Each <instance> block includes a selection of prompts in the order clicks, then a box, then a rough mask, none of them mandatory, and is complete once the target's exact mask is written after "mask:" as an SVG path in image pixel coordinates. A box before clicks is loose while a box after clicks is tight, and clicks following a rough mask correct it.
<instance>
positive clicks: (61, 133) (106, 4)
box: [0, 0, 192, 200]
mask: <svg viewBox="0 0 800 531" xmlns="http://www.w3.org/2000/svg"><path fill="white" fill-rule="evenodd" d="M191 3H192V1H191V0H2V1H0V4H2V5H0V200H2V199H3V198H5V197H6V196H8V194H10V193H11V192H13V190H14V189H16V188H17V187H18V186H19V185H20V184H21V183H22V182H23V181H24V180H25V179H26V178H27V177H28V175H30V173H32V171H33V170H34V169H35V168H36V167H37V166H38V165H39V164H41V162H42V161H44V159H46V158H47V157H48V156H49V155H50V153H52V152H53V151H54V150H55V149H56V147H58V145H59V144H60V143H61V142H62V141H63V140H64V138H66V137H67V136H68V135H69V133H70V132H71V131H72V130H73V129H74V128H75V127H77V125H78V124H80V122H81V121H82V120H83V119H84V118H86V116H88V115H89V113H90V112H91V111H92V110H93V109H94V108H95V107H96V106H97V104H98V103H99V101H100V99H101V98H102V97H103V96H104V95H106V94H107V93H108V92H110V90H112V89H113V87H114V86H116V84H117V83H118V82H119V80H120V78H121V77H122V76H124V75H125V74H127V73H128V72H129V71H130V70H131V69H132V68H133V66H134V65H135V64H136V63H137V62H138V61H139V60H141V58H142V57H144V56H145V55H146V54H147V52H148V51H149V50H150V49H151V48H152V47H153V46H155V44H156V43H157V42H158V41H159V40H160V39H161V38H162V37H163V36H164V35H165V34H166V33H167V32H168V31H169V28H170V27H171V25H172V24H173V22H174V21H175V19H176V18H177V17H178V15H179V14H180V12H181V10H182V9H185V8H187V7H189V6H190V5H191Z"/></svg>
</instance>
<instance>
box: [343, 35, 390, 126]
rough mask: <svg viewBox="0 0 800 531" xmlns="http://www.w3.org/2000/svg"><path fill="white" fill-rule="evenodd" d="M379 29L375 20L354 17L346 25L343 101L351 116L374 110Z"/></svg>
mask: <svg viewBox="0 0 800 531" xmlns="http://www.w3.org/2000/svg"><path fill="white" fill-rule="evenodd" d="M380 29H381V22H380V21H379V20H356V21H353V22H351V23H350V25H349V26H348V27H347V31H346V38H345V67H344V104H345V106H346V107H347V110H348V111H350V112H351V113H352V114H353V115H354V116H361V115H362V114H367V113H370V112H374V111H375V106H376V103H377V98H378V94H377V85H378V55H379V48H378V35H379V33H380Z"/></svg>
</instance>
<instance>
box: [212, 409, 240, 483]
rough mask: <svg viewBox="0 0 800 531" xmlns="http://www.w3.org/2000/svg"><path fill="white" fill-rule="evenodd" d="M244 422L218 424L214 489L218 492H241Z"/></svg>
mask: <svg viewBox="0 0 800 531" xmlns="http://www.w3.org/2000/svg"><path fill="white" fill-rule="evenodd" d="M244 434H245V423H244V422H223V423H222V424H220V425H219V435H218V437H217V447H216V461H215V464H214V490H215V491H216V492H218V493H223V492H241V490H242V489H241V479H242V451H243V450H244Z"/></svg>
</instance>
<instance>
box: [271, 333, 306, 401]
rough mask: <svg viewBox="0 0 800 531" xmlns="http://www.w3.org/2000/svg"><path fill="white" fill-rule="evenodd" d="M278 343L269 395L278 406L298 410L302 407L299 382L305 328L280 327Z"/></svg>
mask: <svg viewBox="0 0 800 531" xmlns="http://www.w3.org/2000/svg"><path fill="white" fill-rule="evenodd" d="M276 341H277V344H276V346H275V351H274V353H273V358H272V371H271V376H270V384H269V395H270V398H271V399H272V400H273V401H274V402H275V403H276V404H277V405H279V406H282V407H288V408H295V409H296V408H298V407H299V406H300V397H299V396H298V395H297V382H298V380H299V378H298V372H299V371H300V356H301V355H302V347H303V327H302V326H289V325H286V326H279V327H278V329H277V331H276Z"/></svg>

_ _ _ _ _

**What you have to do**
Return every line of the records above verbatim, with no alterations or omissions.

**Solution to this problem**
Each <instance> block includes a selection of prompts in the order clicks, then a box, then a rough mask, none of them mandatory, and is complete once the target's exact mask is written after "mask:" as an SVG path in image pixel coordinates. A box before clicks is loose while a box after clicks is tight, and clicks following a rough mask correct it.
<instance>
positive clicks: (61, 133) (106, 4)
box: [0, 0, 192, 200]
mask: <svg viewBox="0 0 800 531" xmlns="http://www.w3.org/2000/svg"><path fill="white" fill-rule="evenodd" d="M191 3H192V1H191V0H2V1H0V4H2V5H0V200H2V199H3V198H5V197H6V196H8V194H10V193H11V192H13V190H14V189H16V188H17V187H18V186H19V185H20V184H21V183H22V182H23V181H24V180H25V179H26V178H27V177H28V175H30V173H32V171H33V170H34V169H35V168H36V167H37V166H38V165H39V164H41V162H42V161H44V159H46V158H47V157H48V156H49V155H50V153H52V152H53V151H54V150H55V149H56V147H58V145H59V144H60V143H61V142H62V141H63V140H64V138H66V137H67V136H68V135H69V133H70V132H71V131H72V130H73V129H74V128H75V127H77V125H78V124H80V122H81V121H82V120H83V119H84V118H86V116H88V115H89V113H90V112H91V111H92V110H93V109H94V108H95V107H96V106H97V104H98V103H99V101H100V99H101V98H102V97H103V96H104V95H106V94H107V93H108V92H110V90H112V89H113V87H114V86H116V84H117V83H118V82H119V80H120V78H121V77H122V76H124V75H125V74H127V73H128V72H129V71H130V70H131V69H132V68H133V66H134V65H135V64H136V63H137V62H138V61H139V60H141V58H142V57H144V56H145V55H146V54H147V52H148V51H149V50H150V49H151V48H152V47H153V46H155V44H156V43H157V42H158V41H159V40H160V39H161V38H162V37H163V36H164V35H165V34H166V33H167V32H168V31H169V28H170V27H171V25H172V24H173V22H174V21H175V19H176V18H177V17H178V15H179V14H180V12H181V10H182V9H185V8H187V7H189V6H190V5H191Z"/></svg>
</instance>
<instance>
box: [343, 35, 390, 126]
rough mask: <svg viewBox="0 0 800 531" xmlns="http://www.w3.org/2000/svg"><path fill="white" fill-rule="evenodd" d="M379 29L375 20L354 17L346 25L343 101L351 116L374 110Z"/></svg>
mask: <svg viewBox="0 0 800 531" xmlns="http://www.w3.org/2000/svg"><path fill="white" fill-rule="evenodd" d="M380 29H381V22H380V21H379V20H356V21H353V22H351V23H350V25H349V26H348V27H347V31H346V38H345V67H344V104H345V106H346V107H347V110H348V111H350V112H351V113H352V114H353V115H354V116H361V115H362V114H367V113H370V112H374V111H375V106H376V103H377V98H378V94H377V85H378V55H379V48H378V35H379V33H380Z"/></svg>
</instance>
<instance>
box: [212, 409, 240, 483]
rough mask: <svg viewBox="0 0 800 531" xmlns="http://www.w3.org/2000/svg"><path fill="white" fill-rule="evenodd" d="M244 422L218 424L214 489L218 492H241Z"/></svg>
mask: <svg viewBox="0 0 800 531" xmlns="http://www.w3.org/2000/svg"><path fill="white" fill-rule="evenodd" d="M244 434H245V423H244V422H223V423H222V424H220V425H219V435H218V437H217V447H216V461H215V464H214V490H215V491H216V492H218V493H223V492H241V490H242V489H241V479H242V451H243V450H244Z"/></svg>
</instance>
<instance>
box: [271, 333, 306, 401]
rough mask: <svg viewBox="0 0 800 531" xmlns="http://www.w3.org/2000/svg"><path fill="white" fill-rule="evenodd" d="M278 343L269 395L278 406L298 410L302 407L299 382L305 328L280 327Z"/></svg>
mask: <svg viewBox="0 0 800 531" xmlns="http://www.w3.org/2000/svg"><path fill="white" fill-rule="evenodd" d="M276 341H277V344H276V346H275V351H274V353H273V358H272V371H271V376H270V384H269V395H270V398H271V399H272V400H273V401H274V402H275V403H276V404H277V405H279V406H282V407H288V408H295V409H296V408H298V407H299V406H300V397H299V396H298V395H297V382H298V380H299V378H298V372H299V371H300V356H301V355H302V347H303V327H302V326H289V325H286V326H279V327H278V329H277V331H276Z"/></svg>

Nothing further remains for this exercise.